### Task brief
Write only the number of lines in the entries that hold the string "below".

### Extracted records
■ ■ ■ ■

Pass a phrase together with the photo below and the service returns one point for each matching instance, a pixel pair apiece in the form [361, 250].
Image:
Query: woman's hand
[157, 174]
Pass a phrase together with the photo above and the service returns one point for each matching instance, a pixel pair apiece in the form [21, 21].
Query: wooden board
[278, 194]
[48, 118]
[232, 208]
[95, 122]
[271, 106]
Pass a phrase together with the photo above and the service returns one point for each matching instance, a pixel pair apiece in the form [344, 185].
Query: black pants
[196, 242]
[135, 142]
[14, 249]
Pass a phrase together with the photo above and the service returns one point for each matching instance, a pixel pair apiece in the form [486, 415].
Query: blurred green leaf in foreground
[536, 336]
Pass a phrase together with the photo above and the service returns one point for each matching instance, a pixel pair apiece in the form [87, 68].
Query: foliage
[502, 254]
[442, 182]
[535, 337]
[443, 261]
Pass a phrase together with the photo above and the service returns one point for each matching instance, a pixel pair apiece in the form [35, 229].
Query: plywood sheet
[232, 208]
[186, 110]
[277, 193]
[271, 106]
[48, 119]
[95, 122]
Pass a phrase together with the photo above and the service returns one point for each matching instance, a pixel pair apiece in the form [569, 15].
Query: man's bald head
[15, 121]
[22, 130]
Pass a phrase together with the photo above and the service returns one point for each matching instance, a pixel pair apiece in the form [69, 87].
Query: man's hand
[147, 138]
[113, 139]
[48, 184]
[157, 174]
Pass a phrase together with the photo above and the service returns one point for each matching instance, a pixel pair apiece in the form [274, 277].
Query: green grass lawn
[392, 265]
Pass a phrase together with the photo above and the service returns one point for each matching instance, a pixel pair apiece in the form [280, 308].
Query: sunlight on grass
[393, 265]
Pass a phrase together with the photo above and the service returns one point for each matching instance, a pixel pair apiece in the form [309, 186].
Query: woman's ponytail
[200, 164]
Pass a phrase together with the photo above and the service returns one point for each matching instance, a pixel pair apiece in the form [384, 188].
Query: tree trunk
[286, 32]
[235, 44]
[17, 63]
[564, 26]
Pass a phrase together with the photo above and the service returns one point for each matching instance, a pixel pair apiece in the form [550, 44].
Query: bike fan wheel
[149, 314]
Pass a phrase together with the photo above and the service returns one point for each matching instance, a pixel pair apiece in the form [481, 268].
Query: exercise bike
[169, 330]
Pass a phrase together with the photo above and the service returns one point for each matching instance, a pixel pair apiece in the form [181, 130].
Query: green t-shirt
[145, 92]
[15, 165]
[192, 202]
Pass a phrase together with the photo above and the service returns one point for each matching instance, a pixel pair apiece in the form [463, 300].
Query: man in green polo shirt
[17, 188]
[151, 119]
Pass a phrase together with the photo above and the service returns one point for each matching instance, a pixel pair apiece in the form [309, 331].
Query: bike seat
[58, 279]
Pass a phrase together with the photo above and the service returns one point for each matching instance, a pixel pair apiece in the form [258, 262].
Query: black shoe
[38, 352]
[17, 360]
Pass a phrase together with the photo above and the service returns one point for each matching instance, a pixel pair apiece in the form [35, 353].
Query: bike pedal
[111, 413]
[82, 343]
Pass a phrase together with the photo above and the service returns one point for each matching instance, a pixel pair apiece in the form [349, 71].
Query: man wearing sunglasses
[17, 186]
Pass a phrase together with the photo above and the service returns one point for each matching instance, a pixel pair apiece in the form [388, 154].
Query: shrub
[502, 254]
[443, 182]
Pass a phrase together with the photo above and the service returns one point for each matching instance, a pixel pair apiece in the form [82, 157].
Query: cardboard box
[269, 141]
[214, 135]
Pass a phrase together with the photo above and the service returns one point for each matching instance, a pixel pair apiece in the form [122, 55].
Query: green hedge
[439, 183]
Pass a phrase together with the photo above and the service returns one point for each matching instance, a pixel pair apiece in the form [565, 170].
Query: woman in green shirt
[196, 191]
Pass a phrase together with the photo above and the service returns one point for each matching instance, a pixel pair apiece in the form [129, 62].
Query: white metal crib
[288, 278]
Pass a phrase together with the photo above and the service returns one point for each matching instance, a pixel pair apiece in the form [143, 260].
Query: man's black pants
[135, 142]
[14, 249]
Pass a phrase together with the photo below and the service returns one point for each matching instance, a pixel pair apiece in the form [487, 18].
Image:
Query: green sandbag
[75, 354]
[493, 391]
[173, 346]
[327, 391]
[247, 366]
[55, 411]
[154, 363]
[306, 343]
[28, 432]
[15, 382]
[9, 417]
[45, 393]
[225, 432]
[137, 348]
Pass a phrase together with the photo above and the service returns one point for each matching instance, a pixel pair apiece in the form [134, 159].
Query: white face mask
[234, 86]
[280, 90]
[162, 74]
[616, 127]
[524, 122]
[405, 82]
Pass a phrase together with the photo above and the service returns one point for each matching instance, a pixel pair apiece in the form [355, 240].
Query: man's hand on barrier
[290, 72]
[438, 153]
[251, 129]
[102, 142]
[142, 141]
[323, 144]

■ ■ ■ ■

### Solution
2